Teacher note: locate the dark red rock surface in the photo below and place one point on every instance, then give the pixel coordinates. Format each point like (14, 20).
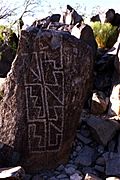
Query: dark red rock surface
(44, 96)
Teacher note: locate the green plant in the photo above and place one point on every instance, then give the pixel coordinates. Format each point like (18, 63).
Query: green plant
(105, 34)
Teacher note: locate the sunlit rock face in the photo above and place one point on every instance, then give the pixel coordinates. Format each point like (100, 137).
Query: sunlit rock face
(43, 98)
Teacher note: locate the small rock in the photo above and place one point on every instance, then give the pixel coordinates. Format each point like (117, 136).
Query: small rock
(70, 170)
(76, 177)
(12, 172)
(91, 177)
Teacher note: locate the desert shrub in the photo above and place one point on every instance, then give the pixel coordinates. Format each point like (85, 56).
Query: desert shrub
(105, 34)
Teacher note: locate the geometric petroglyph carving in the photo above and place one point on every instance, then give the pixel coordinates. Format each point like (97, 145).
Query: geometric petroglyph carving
(44, 90)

************

Copy all of the items above word for word, leaving out the picture.

__RESPONSE BELOW__
Teacher note: locate the dark red rock surface in the photo below and place one point on every instance, then give the pixel coordinates. Format each point like (14, 20).
Query: dark red rock surface
(44, 96)
Teacher note: locate the green plant in the photo above and place one point on every instance, then give the pixel coordinates. Format each point like (18, 63).
Query: green plant
(105, 34)
Teacher note: locate the sunlit rock face in the photo above and place one point on every instance, then give the pixel coordinates. Format each point like (100, 137).
Query: sunlit rock face
(43, 98)
Teacher note: locate the small rock in the photo above and place one point on every instance, then give the pixel coordinates. Format each point like (117, 136).
Query: small rock
(70, 170)
(76, 177)
(12, 172)
(91, 177)
Teacher note: locate the desert shrub in the photo above and place one point on every instance, then give the pixel coordinates. Format each point like (85, 56).
Query: desert shrub
(105, 34)
Teacher note: locate the geometric petroglyph carving in the photo above and place one point on every instance, then give the pixel coordinates. Format each point like (97, 145).
Query: geometric petroglyph carving
(44, 90)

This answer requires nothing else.